= WHAT THE TASK REQUIRES =
Take the listing below and print exactly the lines starting at the line containing "[locate] yellow flowers" and ending at the line containing "[locate] window reflection", both ends included, and no others.

Segment Open

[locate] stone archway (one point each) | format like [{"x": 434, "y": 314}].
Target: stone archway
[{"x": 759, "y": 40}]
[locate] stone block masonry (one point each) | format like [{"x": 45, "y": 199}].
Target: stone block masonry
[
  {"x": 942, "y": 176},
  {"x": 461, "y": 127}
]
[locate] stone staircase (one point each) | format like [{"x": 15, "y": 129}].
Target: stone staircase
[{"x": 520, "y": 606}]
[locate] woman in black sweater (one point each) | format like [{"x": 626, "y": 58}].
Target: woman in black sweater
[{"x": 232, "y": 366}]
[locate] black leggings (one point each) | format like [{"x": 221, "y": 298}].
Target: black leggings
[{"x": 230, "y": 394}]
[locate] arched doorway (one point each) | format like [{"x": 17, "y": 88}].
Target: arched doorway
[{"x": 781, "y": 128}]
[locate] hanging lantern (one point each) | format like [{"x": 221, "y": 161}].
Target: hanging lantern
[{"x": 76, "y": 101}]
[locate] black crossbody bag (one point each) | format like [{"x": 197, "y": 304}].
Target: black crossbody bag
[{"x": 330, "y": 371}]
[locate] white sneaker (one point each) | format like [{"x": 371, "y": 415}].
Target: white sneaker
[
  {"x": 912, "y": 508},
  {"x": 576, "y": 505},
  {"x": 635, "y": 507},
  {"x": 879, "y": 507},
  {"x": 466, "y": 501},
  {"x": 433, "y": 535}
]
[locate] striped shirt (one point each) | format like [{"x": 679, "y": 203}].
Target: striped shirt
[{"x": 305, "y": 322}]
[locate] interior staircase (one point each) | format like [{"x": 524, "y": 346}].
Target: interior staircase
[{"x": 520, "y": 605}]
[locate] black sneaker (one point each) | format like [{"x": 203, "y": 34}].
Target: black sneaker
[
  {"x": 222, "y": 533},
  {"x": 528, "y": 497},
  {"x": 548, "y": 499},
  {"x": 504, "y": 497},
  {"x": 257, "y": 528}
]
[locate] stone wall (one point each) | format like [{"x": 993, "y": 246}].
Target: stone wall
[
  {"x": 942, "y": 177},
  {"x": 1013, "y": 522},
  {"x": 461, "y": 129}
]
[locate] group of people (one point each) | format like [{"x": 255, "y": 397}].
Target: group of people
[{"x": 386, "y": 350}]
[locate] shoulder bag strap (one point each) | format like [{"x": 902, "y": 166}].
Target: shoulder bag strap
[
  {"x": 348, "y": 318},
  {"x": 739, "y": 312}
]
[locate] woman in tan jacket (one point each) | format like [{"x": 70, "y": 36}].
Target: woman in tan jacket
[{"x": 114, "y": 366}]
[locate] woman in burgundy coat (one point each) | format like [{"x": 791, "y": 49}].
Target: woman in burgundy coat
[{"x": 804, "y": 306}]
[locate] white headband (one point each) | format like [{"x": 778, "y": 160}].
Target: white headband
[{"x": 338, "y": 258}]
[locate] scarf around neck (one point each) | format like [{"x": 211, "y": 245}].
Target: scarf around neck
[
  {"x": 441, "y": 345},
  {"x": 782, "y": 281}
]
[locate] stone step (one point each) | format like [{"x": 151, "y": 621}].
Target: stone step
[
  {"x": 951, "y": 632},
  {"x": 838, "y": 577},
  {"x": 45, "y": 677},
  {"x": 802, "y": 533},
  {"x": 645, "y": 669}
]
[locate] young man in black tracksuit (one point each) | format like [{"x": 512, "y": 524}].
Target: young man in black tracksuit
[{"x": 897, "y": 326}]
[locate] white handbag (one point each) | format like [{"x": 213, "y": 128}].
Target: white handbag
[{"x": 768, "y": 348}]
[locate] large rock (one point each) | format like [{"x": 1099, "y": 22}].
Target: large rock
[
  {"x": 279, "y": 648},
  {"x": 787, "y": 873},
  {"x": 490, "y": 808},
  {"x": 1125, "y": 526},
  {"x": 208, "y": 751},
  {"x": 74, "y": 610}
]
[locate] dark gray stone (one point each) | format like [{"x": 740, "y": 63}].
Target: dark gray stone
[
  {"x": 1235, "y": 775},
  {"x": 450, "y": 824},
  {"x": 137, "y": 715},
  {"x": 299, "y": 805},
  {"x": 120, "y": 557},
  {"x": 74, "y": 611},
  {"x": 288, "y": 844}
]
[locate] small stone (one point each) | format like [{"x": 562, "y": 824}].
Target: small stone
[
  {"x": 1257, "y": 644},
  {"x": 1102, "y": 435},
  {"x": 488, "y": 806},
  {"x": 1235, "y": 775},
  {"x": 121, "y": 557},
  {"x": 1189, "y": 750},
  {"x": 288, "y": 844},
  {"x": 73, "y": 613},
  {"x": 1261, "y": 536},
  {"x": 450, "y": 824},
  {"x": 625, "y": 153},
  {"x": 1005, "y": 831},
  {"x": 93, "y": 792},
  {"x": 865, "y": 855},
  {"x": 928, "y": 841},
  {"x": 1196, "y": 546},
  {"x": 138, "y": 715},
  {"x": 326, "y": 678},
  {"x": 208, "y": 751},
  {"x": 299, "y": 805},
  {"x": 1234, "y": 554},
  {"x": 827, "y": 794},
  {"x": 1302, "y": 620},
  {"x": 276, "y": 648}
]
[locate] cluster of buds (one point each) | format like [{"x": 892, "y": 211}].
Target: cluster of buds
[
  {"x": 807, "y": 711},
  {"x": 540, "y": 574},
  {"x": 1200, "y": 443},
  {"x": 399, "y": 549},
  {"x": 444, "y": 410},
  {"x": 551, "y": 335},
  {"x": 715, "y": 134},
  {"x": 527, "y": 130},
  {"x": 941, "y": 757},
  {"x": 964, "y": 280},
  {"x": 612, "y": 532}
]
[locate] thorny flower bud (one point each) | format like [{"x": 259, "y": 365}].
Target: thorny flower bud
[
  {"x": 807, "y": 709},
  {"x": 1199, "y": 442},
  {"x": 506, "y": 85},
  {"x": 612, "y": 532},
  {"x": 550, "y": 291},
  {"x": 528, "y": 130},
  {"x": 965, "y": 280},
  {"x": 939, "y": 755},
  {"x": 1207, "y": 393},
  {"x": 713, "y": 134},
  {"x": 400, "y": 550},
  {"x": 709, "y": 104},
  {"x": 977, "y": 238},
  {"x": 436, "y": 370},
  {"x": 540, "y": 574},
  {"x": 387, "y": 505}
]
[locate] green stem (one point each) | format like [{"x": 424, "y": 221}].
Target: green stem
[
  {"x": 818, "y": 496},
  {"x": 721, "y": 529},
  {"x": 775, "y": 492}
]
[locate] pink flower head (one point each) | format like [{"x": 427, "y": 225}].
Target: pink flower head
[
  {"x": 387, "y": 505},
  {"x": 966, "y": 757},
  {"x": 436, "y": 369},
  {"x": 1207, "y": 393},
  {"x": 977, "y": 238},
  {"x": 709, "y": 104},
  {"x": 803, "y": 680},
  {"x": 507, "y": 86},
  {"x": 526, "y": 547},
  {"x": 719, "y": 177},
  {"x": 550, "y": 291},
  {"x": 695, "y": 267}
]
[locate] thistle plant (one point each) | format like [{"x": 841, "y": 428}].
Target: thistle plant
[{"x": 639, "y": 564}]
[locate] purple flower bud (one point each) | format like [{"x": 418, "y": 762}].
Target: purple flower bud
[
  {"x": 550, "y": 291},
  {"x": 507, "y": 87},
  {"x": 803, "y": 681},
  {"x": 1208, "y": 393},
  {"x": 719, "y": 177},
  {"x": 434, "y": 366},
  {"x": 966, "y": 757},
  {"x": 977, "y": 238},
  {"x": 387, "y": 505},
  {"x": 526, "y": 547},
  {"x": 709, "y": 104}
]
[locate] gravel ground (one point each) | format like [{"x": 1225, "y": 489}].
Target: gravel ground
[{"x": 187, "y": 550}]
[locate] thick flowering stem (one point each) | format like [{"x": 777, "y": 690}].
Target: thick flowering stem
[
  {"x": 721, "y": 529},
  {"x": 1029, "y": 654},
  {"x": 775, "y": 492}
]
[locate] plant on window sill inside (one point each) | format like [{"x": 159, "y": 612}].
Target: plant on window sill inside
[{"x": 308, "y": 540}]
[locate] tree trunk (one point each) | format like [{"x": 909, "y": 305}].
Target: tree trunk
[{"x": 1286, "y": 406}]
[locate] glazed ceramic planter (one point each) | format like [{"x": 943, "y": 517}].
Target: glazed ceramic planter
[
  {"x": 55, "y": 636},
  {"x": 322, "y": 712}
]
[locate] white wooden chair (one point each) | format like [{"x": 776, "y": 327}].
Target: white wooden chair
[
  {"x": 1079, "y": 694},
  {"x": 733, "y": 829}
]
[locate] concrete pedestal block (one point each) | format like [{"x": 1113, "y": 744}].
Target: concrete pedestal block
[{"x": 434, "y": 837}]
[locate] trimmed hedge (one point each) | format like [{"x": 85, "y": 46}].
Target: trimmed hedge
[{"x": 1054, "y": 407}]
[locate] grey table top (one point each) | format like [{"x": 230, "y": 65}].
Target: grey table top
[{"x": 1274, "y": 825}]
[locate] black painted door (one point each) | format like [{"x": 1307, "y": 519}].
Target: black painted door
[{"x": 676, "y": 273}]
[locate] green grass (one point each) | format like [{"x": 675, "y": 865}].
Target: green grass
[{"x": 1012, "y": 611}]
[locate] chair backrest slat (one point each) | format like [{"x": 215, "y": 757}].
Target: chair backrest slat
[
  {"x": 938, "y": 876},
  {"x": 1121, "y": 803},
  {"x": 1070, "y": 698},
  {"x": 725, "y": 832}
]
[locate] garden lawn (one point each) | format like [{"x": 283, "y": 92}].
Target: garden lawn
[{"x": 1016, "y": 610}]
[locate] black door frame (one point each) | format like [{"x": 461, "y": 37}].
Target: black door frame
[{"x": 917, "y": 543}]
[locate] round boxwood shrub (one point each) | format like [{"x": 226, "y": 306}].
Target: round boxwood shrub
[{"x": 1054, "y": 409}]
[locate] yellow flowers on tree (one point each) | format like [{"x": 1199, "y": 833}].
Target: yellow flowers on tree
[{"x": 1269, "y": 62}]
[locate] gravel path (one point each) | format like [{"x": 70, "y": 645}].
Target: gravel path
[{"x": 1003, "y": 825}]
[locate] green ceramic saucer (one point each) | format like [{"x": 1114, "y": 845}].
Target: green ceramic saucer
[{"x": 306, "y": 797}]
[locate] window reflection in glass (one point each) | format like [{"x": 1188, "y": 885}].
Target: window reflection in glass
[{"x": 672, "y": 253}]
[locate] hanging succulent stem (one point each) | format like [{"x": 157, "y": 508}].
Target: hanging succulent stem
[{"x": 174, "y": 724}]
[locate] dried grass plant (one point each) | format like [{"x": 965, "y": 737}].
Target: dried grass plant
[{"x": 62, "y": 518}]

Segment Closed

= TASK RESULT =
[locate] yellow flowers on tree (one point each) | format like [{"x": 1199, "y": 833}].
Target: yellow flowers on tree
[{"x": 1269, "y": 62}]
[locate] gravel path (one point each) | format like [{"x": 70, "y": 645}].
Target: gravel path
[{"x": 1003, "y": 825}]
[locate] green ceramic saucer (one point each) | format like [{"x": 1114, "y": 845}].
Target: green ceramic saucer
[{"x": 306, "y": 797}]
[locate] window reflection in glass (one point each) | format like [{"x": 1188, "y": 885}].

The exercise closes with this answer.